BEGIN
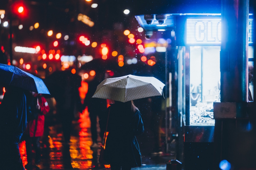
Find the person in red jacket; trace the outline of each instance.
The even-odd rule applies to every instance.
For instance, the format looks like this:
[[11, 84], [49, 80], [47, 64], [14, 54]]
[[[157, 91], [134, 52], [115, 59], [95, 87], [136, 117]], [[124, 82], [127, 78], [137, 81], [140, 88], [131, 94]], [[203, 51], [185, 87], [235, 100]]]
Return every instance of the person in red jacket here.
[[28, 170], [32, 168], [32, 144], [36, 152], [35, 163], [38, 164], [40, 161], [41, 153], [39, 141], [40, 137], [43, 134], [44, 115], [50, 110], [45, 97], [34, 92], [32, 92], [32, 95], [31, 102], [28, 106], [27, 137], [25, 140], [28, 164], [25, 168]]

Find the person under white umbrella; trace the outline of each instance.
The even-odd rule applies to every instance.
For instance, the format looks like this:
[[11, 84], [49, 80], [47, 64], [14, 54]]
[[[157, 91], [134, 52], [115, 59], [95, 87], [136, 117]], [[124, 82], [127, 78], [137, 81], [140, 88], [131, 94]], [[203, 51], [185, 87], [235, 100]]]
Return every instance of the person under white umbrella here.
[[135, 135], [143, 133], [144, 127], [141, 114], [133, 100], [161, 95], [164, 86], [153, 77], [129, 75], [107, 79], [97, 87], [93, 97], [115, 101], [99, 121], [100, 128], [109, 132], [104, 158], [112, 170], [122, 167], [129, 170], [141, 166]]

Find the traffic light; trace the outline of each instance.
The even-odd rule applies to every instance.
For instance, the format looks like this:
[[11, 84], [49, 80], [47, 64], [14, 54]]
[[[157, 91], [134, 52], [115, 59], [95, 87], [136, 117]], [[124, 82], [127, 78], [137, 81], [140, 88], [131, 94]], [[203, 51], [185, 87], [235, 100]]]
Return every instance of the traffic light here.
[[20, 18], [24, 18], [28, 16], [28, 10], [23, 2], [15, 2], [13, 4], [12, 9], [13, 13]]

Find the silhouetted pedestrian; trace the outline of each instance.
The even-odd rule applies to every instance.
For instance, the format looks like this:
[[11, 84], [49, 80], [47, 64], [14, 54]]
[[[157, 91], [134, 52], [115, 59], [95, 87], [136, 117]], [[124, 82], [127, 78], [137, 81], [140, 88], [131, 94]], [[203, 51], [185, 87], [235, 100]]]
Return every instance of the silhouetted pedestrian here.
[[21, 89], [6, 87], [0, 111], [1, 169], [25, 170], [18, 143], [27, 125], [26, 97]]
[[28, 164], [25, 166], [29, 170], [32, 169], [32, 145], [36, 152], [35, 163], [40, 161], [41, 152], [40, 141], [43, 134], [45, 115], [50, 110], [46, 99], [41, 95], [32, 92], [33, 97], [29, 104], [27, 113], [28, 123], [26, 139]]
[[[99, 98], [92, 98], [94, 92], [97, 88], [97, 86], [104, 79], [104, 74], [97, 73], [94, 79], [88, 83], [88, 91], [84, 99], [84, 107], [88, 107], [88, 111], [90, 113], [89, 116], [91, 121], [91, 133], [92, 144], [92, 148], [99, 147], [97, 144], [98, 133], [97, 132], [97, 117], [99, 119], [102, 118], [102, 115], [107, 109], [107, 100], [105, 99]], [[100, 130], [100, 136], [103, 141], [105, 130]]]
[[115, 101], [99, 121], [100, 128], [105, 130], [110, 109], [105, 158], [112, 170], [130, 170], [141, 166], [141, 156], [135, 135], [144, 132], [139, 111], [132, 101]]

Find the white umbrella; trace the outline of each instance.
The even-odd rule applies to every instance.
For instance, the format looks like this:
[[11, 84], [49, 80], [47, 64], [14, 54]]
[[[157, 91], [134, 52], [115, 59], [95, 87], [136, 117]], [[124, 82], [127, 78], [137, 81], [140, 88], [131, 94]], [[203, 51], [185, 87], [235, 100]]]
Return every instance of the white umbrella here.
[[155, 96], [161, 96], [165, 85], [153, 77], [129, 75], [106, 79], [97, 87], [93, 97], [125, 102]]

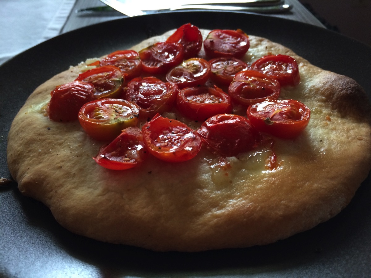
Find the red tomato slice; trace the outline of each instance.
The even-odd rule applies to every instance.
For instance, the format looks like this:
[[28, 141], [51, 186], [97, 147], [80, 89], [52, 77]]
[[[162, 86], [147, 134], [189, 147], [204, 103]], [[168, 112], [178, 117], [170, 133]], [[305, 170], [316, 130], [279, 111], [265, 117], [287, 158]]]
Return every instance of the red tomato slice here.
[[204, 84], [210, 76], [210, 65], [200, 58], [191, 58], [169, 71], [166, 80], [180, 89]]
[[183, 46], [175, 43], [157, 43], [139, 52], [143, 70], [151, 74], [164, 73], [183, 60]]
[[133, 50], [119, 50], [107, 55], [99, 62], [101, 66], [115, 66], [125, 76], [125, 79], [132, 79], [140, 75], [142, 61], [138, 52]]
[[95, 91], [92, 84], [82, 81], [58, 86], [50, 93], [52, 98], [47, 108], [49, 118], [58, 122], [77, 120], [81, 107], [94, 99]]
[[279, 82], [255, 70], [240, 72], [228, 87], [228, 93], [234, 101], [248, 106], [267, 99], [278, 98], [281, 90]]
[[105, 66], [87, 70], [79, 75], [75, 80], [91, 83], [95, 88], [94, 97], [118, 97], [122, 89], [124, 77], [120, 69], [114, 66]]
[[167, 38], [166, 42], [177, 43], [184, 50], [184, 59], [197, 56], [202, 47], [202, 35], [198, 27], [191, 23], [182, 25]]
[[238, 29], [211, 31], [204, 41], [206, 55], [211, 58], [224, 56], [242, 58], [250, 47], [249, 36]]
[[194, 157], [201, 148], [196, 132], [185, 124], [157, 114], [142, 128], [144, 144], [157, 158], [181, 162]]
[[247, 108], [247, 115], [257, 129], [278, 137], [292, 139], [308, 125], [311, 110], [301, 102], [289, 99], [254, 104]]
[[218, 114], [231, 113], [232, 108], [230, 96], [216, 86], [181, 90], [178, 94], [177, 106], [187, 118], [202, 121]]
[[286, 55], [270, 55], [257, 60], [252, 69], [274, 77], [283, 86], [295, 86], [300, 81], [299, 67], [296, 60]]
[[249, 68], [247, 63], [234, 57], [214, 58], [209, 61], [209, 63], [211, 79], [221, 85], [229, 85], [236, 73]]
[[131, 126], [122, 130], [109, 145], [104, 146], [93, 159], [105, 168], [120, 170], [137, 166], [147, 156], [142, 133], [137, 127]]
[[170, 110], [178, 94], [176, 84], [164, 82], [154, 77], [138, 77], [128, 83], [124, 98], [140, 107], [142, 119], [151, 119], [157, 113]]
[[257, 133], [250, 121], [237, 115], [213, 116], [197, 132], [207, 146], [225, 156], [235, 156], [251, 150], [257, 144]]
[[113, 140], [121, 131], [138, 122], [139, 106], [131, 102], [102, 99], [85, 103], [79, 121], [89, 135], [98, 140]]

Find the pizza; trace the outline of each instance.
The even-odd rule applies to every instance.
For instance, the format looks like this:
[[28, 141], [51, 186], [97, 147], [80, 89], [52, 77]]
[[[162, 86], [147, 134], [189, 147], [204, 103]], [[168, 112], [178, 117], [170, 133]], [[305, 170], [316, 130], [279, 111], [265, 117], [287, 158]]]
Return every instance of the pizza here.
END
▶ _WHAT TO DO_
Rewrite every line of the entries above as a Markdown table with two columns, "Row" for the row number and "Line" for the text of the line. Leave out blank lines and the pictures.

▶ _WORKED SOLUTION_
| Row | Line |
|---|---|
| 1 | Find the person in red jacket; trace the outline of each instance. |
| 2 | The even-odd rule applies to every instance. |
| 3 | For instance, the format looks like this: |
| 4 | [[11, 84], [49, 80], [47, 64], [14, 54]] |
| 5 | [[[157, 91], [134, 52], [115, 59], [95, 87], [136, 117]], [[124, 82], [127, 78], [137, 81], [140, 88], [131, 94]], [[203, 51], [185, 87], [235, 100]]] |
| 6 | Return every instance of the person in red jacket here. |
| 7 | [[28, 170], [32, 168], [32, 144], [36, 152], [35, 163], [38, 164], [40, 161], [41, 153], [39, 141], [40, 137], [43, 134], [44, 115], [50, 110], [45, 97], [34, 92], [32, 92], [32, 95], [31, 102], [28, 106], [27, 137], [25, 140], [28, 164], [25, 168]] |
| 8 | Find the person under white umbrella; trace the outline of each instance. |
| 9 | The even-odd rule applies to every instance. |
| 10 | For instance, the format looks like this: |
| 11 | [[11, 84], [49, 80], [47, 64], [14, 54]] |
| 12 | [[[157, 91], [134, 52], [115, 59], [95, 87], [136, 117]], [[124, 82], [127, 78], [137, 81], [140, 88], [131, 94]], [[203, 51], [185, 87], [235, 100]]] |
| 13 | Return every instance of the person under white umbrella here. |
| 14 | [[135, 135], [143, 133], [144, 127], [141, 114], [133, 100], [161, 95], [164, 86], [153, 77], [129, 75], [107, 79], [97, 87], [93, 97], [115, 101], [99, 121], [100, 128], [109, 132], [104, 158], [112, 170], [122, 167], [129, 170], [141, 166]] |
| 15 | Find the traffic light; trace the outline of each instance. |
| 16 | The even-odd rule applies to every instance. |
| 17 | For instance, the format looks like this: |
| 18 | [[11, 84], [49, 80], [47, 64], [14, 54]] |
| 19 | [[[157, 91], [134, 52], [115, 59], [95, 87], [136, 117]], [[124, 82], [127, 78], [137, 81], [140, 88], [131, 94]], [[203, 51], [185, 87], [235, 100]]] |
| 20 | Return every instance of the traffic light here. |
| 21 | [[20, 18], [24, 18], [28, 16], [28, 10], [23, 2], [15, 2], [13, 4], [12, 9], [13, 13]] |
| 22 | Find the silhouetted pedestrian; trace the outline of each instance. |
| 23 | The even-odd rule applies to every instance. |
| 24 | For instance, the format looks like this: |
| 25 | [[11, 84], [49, 80], [47, 64], [14, 54]] |
| 26 | [[[157, 91], [134, 52], [115, 59], [95, 87], [136, 117]], [[124, 82], [127, 78], [137, 81], [140, 88], [131, 94]], [[203, 51], [185, 87], [235, 100]]] |
| 27 | Return every instance of the silhouetted pedestrian here. |
| 28 | [[21, 89], [6, 87], [0, 111], [1, 169], [25, 170], [18, 143], [27, 125], [26, 97]] |
| 29 | [[28, 164], [25, 166], [29, 170], [32, 169], [32, 145], [36, 152], [35, 163], [40, 161], [41, 152], [40, 141], [43, 134], [45, 115], [50, 110], [46, 99], [41, 95], [32, 92], [33, 97], [29, 104], [27, 113], [28, 123], [26, 139]] |
| 30 | [[[99, 98], [92, 98], [94, 92], [97, 88], [97, 86], [104, 79], [104, 74], [97, 73], [94, 79], [88, 83], [88, 91], [84, 99], [84, 107], [88, 107], [88, 111], [90, 113], [89, 116], [91, 121], [91, 133], [92, 144], [92, 148], [99, 147], [97, 144], [98, 133], [97, 132], [97, 117], [99, 119], [102, 118], [102, 115], [107, 109], [107, 100], [105, 99]], [[100, 130], [100, 136], [103, 141], [105, 130]]] |
| 31 | [[115, 101], [99, 121], [100, 128], [105, 130], [110, 109], [105, 158], [112, 170], [130, 170], [141, 166], [141, 156], [135, 135], [144, 132], [139, 111], [132, 101]] |
| 32 | Find the white umbrella; trace the outline of each instance. |
| 33 | The even-odd rule applies to every instance. |
| 34 | For instance, the format looks like this: |
| 35 | [[11, 84], [49, 80], [47, 64], [14, 54]] |
| 36 | [[[157, 91], [134, 52], [115, 59], [95, 87], [136, 117]], [[124, 82], [127, 78], [137, 81], [140, 88], [131, 94]], [[203, 51], [185, 87], [235, 100]]] |
| 37 | Return every instance of the white umbrella here. |
| 38 | [[155, 96], [161, 96], [165, 85], [153, 77], [129, 75], [106, 79], [97, 87], [93, 97], [125, 102]] |
| 39 | Find the red tomato slice; trace the outline of each instance. |
| 40 | The even-odd rule applies to every instance. |
| 41 | For instance, the format looks like this: |
| 42 | [[28, 141], [51, 186], [97, 147], [80, 89], [52, 77]] |
| 43 | [[[162, 86], [147, 134], [189, 147], [204, 103]], [[168, 112], [178, 117], [170, 133]], [[305, 170], [316, 130], [279, 111], [265, 117], [287, 158]]] |
| 44 | Return every instance of the red tomato slice here. |
| 45 | [[204, 84], [210, 76], [210, 65], [200, 58], [191, 58], [169, 71], [166, 80], [180, 89]] |
| 46 | [[183, 46], [175, 43], [157, 43], [139, 52], [143, 70], [151, 74], [164, 73], [183, 60]] |
| 47 | [[133, 50], [119, 50], [107, 55], [99, 62], [101, 66], [115, 66], [125, 76], [125, 79], [132, 79], [140, 75], [142, 61], [138, 52]] |
| 48 | [[95, 91], [92, 84], [82, 81], [58, 86], [50, 93], [52, 98], [47, 108], [49, 118], [58, 122], [77, 120], [81, 107], [94, 99]] |
| 49 | [[279, 82], [255, 70], [240, 72], [228, 87], [228, 93], [234, 101], [248, 106], [267, 99], [278, 98], [281, 90]] |
| 50 | [[105, 66], [87, 70], [79, 75], [75, 80], [91, 83], [95, 88], [94, 97], [118, 97], [122, 89], [124, 77], [120, 69], [114, 66]] |
| 51 | [[167, 38], [166, 42], [177, 43], [184, 50], [184, 59], [197, 56], [202, 47], [202, 35], [198, 27], [191, 23], [182, 25]] |
| 52 | [[238, 29], [211, 31], [204, 41], [206, 55], [211, 58], [224, 56], [242, 58], [250, 47], [249, 36]] |
| 53 | [[194, 157], [201, 148], [196, 132], [185, 124], [157, 114], [142, 128], [144, 144], [157, 158], [181, 162]] |
| 54 | [[247, 108], [247, 115], [257, 129], [278, 137], [292, 139], [308, 125], [311, 110], [301, 102], [289, 99], [254, 104]] |
| 55 | [[218, 114], [231, 113], [232, 108], [230, 96], [216, 86], [181, 90], [178, 94], [177, 106], [187, 118], [202, 121]] |
| 56 | [[286, 55], [270, 55], [257, 60], [252, 69], [274, 77], [283, 86], [295, 86], [300, 81], [299, 67], [296, 60]] |
| 57 | [[249, 68], [247, 63], [234, 57], [214, 58], [209, 61], [209, 63], [211, 79], [221, 85], [229, 85], [236, 73]] |
| 58 | [[131, 126], [122, 130], [109, 145], [104, 146], [93, 159], [105, 168], [120, 170], [137, 166], [147, 156], [142, 133], [137, 127]] |
| 59 | [[170, 110], [178, 94], [176, 84], [164, 82], [154, 77], [138, 77], [128, 83], [124, 98], [140, 107], [142, 119], [151, 119], [157, 113]] |
| 60 | [[257, 133], [250, 121], [237, 115], [213, 116], [197, 132], [207, 146], [225, 156], [235, 156], [251, 150], [257, 144]] |
| 61 | [[113, 140], [121, 131], [138, 122], [139, 106], [131, 102], [102, 99], [85, 103], [79, 121], [89, 135], [98, 140]] |
| 62 | Find the pizza; trace the outline of each instance. |
| 63 | The even-odd rule applies to every instance. |
| 64 | For instance, the format looks like this: |
| 65 | [[28, 141], [51, 186], [97, 147], [80, 89], [52, 77]] |
| 66 | [[[162, 86], [147, 134], [189, 147], [204, 103]], [[168, 112], [178, 117], [170, 133]], [[305, 170], [316, 130], [279, 111], [265, 117], [287, 158]]] |
| 67 | Return every instance of the pizza here. |